# Exercise goal
Edit the lines below by replacing "thickest part" with "widest part" everywhere it appears, and leave the rest unchanged.

[Dataset excerpt]
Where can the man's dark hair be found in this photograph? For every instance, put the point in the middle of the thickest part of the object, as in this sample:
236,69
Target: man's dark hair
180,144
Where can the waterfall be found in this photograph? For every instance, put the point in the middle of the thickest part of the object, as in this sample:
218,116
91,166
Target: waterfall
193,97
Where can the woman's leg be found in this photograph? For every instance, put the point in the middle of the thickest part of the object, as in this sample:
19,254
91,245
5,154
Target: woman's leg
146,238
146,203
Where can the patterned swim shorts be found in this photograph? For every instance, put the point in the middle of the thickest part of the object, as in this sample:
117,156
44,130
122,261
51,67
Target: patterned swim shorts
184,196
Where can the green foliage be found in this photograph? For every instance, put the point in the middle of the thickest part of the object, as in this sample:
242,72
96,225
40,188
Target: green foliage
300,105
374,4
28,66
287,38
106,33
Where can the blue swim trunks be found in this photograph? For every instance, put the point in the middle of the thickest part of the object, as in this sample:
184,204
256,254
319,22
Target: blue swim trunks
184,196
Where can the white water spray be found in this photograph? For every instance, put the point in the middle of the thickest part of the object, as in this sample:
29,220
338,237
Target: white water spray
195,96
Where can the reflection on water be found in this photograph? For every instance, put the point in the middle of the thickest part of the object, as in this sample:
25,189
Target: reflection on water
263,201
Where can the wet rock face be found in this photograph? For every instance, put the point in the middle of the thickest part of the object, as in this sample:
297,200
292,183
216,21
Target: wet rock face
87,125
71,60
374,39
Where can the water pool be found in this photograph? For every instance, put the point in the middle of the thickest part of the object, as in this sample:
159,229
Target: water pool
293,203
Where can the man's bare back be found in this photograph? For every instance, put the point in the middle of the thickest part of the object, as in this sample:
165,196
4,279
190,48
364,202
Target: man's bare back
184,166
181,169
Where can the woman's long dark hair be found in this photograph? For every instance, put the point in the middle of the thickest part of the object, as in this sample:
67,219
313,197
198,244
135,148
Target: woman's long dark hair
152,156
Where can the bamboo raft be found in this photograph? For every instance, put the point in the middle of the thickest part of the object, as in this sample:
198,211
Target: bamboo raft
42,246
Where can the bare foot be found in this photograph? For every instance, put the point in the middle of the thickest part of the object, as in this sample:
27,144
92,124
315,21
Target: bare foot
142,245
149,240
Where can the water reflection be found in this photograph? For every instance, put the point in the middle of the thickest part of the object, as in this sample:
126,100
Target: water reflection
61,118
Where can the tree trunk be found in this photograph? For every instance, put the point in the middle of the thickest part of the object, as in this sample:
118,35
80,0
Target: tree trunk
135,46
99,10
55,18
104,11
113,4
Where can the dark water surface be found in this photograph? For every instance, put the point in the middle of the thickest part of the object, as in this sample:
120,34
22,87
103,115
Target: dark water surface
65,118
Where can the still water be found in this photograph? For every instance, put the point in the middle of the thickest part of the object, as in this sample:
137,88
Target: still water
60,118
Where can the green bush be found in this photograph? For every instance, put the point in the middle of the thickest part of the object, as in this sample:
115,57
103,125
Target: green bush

# Written reply
Where can the man's dark hair be found in this photograph? For every instance, put the point in the middle of the widest part of the object, as in this sample:
236,69
Target: man's dark hair
180,144
Where can the waterfall be found in this photograph? For every instance, put the point in the middle of the widest part of the object, as in this sample:
218,116
91,166
Target: waterfall
193,97
Where can the woman's leg be found in this photograph? For every instance, put the point in the middle of the widest part of the object, as in this sample:
19,254
91,245
5,154
Target: woman's leg
146,238
146,203
Where can the patterned swim shorts be found in this photograph? For every instance, put the point in the middle of the widest part of the object, as in this sample:
117,156
44,130
122,261
51,67
Target: patterned swim shorts
184,196
Where can the green foliage be found in this photograph? For every instance, put the point in the middle of the widest part of the object, as in this sample:
242,72
96,225
40,188
Target: green foliage
300,105
374,4
28,66
287,38
106,33
Where can the blue swim trunks be found in this photograph? For every instance, put the point in the middle of the widest part of the object, as in this sample:
184,204
256,254
319,22
Target: blue swim trunks
184,196
Where can the white water spray be found in this photograph? For every instance, put the point in the middle of the widest part of the object, as in this sample:
29,220
338,237
Target: white water spray
195,96
Where can the reflection on water be found in this photograph? For every instance, put the point in the middle of the widest part of the object, as in this sample:
25,189
Target: reflection on water
263,201
Where can the wet rock face be found in this photograph? For every instance, put the point in the middle of the widest part of the object, as in this sample:
297,200
292,183
216,21
Target: wet rock face
87,125
71,60
374,39
Where can the water pool be found in this photograph? For every instance, put the point in the middle of the widest part of the object, as in this sample:
159,229
Target: water pool
293,203
Where can the man's bare back be found in this photograph? For every instance, put the point in the middle of the widest part of the object, as in this sample:
165,196
4,279
190,48
364,202
Target: man's bare back
184,166
181,169
Where can the woman's long dark hair be found in this photograph? For every instance, put the point in the middle of the widest part of the object, as in this sample:
67,219
313,197
198,244
135,148
Target: woman's long dark hair
152,156
Where can the bamboo raft be found in this photograph? For every instance, put the point in the middle of the widest part of the object, as in this sample:
198,211
Target: bamboo raft
42,246
Where can the bare foot be found in this photograph? For every instance, put the point in the middle of the widest part of the object, as in this sample:
27,144
92,124
315,21
Target: bare foot
142,245
149,240
Where can the water reflection be found in this photograph? For every instance, put the point in the middle of the widest part of the object, as in this sample:
126,100
Target: water reflection
61,118
Where can the tree trunk be found in this photograph? For every instance, put the point in the middle of the widest part of the object, as in this sample:
118,35
80,0
Target: tree trunk
135,46
99,10
55,18
104,11
113,4
Where can the dark water surface be found in this photograph? For every instance, put the point in the middle of the widest part of the object, as in this sample:
120,34
22,87
103,115
Target: dark water surface
65,118
Where can the still water be found in this photograph? For every instance, put the point in the middle of the widest part of the object, as in this sample:
137,88
Target: still water
60,118
Where can the green bush be found in this photograph? For every instance, put the point in the middle of the widest part of the object, as in this sample:
115,57
103,125
Target: green bush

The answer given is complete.